╭─ DOCUMENT SECTION

Time Piece
About three years. Maybe four. That's about the length of time the universe allows you to go between buying a new phone. It's that hundredth time it falls that cracks the screen. Or the battery life gets so short it would even annoy a mayfly. So, when you do buy a new phone you build-in the fact that you're paying $1,000, or whatever, for three years of functionality.
But those are the boundaries of phone buying — three or four years of a working phone for $1,000.
The joy from a new phone — speaking from my own experience — is limited. It’s directly related to how quickly it works pretty much like the phone it replaced. I'd rather have the old thing just keep working rather than paying a grand for the privilege of having basically the same features. Phones don't work that way, though. But some investments do.
History
Lamplighter's talked about time before. Sometimes, it's because things have gone sideways, quickly. Many successful investment stories though, have the opposite shape. They take a long time. And, in the end, they turn out well.

╰─

**STATED EXERCISE 1**
Locate every line of the records that contains the word "water", and copy each of those lines.

╭─ THE DATA

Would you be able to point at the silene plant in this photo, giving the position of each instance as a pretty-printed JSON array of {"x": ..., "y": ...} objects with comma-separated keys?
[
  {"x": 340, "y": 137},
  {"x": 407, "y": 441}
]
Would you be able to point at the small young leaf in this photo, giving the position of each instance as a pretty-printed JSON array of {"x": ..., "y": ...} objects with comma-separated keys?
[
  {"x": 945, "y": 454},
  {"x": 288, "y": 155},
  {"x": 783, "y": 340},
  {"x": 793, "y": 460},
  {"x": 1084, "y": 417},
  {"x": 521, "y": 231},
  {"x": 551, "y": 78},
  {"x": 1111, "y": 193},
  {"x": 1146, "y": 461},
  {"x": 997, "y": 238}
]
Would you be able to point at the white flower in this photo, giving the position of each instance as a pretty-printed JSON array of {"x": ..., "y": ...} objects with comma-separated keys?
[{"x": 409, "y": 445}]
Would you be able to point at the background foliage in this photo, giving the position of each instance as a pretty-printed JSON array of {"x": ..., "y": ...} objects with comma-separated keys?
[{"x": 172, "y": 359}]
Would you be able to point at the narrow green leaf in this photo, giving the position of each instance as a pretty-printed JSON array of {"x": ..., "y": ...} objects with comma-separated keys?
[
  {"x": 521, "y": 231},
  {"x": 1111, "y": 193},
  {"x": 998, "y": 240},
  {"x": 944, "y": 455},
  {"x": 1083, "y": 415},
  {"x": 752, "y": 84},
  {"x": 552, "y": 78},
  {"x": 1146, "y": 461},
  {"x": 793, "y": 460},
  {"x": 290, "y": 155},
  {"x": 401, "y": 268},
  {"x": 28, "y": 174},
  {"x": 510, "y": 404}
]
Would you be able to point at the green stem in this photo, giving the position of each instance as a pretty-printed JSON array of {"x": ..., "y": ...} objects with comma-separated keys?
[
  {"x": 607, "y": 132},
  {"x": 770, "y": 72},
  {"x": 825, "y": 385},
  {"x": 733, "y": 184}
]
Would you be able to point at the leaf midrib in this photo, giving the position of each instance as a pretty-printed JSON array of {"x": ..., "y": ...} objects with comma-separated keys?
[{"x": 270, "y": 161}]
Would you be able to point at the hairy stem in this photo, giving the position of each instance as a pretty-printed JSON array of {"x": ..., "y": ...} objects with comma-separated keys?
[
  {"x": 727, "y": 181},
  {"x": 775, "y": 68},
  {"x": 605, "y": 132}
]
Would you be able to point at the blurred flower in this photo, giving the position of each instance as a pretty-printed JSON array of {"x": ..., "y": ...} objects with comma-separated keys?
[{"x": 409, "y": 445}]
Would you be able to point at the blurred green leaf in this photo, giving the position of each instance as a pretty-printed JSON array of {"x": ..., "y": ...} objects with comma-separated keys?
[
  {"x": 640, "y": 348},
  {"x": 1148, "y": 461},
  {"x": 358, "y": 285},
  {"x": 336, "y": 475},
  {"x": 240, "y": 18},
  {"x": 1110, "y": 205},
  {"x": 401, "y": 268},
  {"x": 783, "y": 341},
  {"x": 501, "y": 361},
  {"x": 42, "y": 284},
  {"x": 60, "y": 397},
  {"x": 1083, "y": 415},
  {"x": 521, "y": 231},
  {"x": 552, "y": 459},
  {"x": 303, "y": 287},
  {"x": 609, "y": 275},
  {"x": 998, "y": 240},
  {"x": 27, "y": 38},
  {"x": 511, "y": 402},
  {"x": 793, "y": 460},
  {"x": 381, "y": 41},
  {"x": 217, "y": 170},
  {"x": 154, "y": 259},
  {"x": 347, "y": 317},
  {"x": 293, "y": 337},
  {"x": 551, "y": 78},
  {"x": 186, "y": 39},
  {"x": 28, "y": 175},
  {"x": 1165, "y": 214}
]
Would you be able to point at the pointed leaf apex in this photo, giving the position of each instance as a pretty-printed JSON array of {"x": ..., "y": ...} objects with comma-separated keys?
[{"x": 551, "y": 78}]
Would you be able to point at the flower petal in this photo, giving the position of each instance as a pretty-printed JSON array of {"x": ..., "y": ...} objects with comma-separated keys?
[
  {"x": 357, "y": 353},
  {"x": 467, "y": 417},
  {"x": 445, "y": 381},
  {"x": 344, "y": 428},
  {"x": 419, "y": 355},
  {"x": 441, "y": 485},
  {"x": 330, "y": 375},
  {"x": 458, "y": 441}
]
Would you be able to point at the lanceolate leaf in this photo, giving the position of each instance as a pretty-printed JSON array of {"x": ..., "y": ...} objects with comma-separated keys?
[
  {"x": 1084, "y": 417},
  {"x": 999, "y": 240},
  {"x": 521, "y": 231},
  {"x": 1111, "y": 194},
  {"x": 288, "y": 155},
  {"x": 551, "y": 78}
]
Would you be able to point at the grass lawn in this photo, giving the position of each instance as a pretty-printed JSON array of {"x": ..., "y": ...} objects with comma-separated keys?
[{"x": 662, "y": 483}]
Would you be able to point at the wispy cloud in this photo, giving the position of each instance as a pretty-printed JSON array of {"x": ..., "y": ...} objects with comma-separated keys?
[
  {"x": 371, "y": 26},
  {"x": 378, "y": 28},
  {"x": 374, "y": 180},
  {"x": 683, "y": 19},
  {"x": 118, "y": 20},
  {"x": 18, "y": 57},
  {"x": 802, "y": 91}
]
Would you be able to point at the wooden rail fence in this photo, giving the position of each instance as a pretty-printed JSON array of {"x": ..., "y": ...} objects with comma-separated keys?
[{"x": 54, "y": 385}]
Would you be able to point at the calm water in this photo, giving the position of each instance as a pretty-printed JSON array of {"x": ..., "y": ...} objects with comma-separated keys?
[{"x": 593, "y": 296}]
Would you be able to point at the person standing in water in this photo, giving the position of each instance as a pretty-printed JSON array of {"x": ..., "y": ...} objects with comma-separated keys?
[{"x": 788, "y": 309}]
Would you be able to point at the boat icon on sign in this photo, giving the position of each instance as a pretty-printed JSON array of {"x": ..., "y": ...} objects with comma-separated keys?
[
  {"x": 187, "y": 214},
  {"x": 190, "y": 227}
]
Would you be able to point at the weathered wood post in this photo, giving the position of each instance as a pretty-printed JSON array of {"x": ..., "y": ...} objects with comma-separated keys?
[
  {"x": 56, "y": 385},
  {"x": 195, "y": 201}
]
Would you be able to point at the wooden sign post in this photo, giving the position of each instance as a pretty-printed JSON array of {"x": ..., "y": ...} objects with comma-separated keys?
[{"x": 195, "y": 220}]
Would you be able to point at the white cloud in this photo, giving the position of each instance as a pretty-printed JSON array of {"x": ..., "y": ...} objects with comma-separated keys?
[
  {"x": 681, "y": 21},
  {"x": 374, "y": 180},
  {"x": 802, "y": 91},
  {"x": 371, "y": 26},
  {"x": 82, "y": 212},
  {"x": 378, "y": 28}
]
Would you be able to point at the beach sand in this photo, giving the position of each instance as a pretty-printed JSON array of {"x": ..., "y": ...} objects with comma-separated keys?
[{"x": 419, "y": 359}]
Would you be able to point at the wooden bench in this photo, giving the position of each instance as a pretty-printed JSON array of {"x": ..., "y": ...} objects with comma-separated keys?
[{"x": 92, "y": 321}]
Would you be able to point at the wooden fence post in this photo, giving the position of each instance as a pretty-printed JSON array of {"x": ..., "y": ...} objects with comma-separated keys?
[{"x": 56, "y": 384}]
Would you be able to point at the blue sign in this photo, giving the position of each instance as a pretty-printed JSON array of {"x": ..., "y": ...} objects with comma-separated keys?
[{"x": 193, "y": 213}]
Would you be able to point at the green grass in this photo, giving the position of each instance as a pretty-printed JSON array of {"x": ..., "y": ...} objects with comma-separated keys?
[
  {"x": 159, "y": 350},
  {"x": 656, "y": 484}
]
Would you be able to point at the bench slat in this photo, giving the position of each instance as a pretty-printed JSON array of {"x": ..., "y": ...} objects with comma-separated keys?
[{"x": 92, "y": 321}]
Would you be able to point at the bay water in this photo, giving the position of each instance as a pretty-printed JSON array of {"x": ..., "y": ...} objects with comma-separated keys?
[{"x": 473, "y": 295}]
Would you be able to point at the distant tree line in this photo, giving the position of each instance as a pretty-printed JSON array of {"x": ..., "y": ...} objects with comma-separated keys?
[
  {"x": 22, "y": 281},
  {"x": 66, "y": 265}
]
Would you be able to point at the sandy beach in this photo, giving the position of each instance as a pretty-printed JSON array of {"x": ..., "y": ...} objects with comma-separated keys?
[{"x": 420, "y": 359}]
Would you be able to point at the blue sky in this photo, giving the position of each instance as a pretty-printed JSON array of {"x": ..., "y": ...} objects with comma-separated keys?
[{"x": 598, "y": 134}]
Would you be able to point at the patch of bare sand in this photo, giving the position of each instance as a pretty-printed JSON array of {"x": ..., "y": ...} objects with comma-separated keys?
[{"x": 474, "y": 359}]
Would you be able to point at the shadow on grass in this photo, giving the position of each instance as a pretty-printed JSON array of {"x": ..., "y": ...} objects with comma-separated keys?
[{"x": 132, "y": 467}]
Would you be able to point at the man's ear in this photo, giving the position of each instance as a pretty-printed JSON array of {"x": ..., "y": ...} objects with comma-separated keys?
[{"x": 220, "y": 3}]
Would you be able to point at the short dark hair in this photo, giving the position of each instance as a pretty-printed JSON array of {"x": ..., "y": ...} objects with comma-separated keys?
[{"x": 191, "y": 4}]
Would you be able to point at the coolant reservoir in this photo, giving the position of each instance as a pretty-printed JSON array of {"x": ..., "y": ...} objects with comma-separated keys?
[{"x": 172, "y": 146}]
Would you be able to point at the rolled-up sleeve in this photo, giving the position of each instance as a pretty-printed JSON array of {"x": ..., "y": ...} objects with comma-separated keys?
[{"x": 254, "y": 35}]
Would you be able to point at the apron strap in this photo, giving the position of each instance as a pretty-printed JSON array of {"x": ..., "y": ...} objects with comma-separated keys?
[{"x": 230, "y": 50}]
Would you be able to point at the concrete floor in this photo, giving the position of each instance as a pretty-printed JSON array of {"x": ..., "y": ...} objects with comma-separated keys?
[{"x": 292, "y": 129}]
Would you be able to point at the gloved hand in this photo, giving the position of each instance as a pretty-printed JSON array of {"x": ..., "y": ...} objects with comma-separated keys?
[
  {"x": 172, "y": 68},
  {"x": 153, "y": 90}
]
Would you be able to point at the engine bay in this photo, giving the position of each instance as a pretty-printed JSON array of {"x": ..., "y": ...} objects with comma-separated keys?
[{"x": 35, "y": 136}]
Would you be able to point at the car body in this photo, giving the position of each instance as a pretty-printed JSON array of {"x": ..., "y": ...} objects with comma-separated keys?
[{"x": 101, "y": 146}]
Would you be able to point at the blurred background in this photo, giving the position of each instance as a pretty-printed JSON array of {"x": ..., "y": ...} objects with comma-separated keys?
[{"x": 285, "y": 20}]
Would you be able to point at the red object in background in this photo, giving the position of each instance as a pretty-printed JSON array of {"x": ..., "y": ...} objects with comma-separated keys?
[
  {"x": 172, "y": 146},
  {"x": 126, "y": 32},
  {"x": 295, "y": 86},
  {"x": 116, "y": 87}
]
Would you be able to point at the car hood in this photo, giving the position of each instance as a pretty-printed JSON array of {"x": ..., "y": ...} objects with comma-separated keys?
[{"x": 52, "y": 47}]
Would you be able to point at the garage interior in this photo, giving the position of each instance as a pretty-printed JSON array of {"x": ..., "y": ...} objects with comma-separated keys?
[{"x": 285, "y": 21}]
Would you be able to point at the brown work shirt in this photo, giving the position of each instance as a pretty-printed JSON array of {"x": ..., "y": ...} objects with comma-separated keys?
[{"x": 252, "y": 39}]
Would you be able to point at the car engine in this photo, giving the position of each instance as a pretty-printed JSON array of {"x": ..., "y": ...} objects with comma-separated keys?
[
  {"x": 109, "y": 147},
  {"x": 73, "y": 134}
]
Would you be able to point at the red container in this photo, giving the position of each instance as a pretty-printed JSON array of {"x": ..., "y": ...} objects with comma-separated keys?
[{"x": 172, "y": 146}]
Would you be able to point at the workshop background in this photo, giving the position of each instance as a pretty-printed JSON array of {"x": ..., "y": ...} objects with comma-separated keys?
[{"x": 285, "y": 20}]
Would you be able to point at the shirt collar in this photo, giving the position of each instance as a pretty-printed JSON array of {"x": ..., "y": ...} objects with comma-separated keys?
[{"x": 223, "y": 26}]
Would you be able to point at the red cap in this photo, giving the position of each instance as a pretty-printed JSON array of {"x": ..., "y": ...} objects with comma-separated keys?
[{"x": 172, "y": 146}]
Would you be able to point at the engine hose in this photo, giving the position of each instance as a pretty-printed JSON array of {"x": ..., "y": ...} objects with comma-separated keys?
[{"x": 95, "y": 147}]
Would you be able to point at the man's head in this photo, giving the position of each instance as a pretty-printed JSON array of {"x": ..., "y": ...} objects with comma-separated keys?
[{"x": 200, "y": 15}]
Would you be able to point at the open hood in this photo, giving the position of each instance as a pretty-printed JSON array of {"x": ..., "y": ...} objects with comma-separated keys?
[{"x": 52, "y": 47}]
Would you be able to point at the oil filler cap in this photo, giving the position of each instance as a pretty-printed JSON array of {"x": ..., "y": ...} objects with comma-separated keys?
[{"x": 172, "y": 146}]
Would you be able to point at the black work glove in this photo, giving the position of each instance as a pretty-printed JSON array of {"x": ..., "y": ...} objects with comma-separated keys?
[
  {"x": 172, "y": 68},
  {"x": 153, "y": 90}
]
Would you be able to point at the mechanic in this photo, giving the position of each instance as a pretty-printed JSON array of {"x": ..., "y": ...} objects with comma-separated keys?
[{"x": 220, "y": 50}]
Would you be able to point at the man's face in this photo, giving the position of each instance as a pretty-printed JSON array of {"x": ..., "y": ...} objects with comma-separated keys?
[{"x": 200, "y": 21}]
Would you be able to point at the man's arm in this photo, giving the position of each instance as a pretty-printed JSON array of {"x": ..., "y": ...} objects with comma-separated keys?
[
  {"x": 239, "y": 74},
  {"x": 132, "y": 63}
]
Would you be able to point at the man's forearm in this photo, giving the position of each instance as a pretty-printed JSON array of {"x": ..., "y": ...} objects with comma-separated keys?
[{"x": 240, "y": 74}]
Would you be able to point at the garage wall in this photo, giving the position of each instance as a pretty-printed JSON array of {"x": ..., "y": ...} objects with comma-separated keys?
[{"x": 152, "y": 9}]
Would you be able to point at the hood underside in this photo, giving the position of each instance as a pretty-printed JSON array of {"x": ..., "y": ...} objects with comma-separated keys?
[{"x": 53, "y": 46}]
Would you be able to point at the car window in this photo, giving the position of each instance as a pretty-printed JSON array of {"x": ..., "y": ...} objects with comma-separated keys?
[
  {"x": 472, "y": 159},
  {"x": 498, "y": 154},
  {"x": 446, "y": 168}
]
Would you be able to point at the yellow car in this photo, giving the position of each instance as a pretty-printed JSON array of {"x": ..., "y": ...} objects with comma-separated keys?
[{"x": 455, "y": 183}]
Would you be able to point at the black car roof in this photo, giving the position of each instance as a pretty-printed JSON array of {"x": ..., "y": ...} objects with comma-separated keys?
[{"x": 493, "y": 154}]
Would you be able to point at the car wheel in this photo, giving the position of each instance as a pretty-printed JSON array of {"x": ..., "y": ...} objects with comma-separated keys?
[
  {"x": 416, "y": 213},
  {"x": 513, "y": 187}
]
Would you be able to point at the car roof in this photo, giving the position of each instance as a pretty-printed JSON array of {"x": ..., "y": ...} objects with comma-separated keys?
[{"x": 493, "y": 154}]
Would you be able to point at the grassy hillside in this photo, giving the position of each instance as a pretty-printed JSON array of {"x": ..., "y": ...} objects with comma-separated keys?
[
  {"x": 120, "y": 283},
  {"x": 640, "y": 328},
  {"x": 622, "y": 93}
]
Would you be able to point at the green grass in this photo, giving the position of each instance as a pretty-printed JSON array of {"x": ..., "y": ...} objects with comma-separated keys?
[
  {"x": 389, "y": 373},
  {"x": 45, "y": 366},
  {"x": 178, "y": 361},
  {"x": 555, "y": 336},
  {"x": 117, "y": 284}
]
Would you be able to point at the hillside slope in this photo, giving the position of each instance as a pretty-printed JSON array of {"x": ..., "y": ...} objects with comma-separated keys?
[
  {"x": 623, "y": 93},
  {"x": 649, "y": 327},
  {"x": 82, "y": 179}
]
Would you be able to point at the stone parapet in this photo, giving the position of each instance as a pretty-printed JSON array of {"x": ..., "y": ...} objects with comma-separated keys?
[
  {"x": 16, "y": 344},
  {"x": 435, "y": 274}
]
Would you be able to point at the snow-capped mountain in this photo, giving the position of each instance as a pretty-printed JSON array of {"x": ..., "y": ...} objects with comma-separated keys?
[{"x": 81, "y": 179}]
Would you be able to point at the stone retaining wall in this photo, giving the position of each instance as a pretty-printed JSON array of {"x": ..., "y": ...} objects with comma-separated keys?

╰─

**STATED EXERCISE 2**
Carry on the piece about phone lifespans and long-term investing, starting after its final sentence.

**WRITTEN RESPONSE 1**
Would you be able to point at the calm water in this photo, giving the position of each instance as a pretty-printed JSON array of {"x": ..., "y": ...} objects with comma-separated keys?
Would you be able to point at the person standing in water in this photo, giving the position of each instance as a pretty-printed JSON array of {"x": ..., "y": ...} objects with comma-separated keys?
Would you be able to point at the bay water in this photo, giving the position of each instance as a pretty-printed JSON array of {"x": ..., "y": ...} objects with comma-separated keys?

**WRITTEN RESPONSE 2**
There's Cheniere Energy. It turns gas into liquid to ship it around. Everything in its business happens over a long time. It takes a long time to approve new facilities. It takes a long time to build them. It takes a long time to sign up customers. Even shipping the product can take a month. Investors don't think much of the company.
"Sure" they say, "Cheniere makes money today, but everyone wants cleaner energy. By the time Cheniere hits its stride, everything will be solar and wind powered. How long can it possibly keep going?"
"Not long" is their answer. Investors expect a short life for Cheniere — about a decade, maybe 15 years before it breaks like a phone.
Greener Pastures
The greener energy story is one that's been around for a while though. If you hop in a time machine and travel back a decade or so, you can see the withering devastation wrought on Cheniere by greener energy.
In that time, green energy boomed. Solar power exploded throughout the world. Global solar power generation in 2023 was 16 times what it was in 2013. Wind power expanded between 400 and 500% during that decade. Green technologies contributed more power faster than any other source of energy in history. Success!
What happened to Cheniere during that time?
It went from being a hairbrained and mismanaged basket case — a zero — to a money-printing model of good management. Not so devastating after all.
What comes next?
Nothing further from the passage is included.